_About this exercise_.
A complete answer includes every line below with the word "blue".

_Input data_.

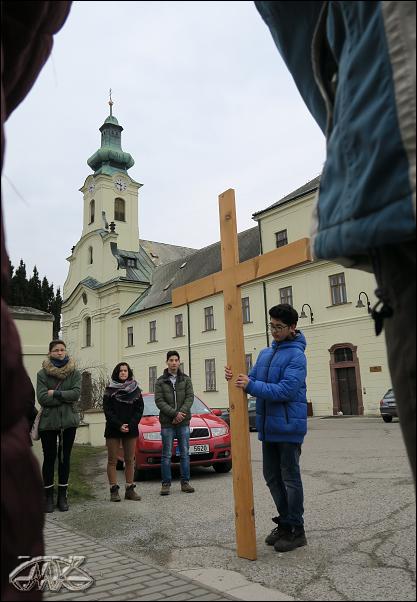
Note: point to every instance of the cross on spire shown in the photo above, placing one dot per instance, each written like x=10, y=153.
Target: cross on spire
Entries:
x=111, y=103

---

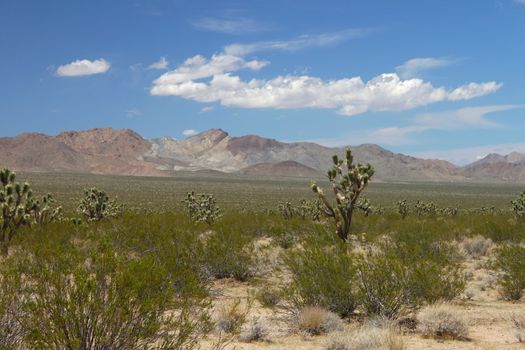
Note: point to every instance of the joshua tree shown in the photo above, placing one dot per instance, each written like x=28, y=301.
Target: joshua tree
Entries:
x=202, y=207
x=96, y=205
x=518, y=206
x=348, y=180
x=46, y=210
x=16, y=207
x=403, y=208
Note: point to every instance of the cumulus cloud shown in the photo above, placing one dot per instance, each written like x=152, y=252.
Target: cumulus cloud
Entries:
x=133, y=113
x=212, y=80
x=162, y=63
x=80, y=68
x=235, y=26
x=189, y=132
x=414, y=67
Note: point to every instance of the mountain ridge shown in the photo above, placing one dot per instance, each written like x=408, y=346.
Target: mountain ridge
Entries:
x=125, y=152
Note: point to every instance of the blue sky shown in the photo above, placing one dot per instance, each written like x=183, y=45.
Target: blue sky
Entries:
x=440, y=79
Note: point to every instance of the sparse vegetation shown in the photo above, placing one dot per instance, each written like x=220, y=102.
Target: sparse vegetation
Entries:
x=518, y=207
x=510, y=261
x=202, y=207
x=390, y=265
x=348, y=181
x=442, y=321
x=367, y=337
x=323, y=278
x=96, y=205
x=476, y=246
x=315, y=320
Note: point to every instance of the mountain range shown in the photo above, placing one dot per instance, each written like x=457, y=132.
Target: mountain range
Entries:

_Exercise solution_.
Note: point to every instance of the blue sky shown in the photo above, placing one dot per instance, each written like x=183, y=45.
Target: blue sky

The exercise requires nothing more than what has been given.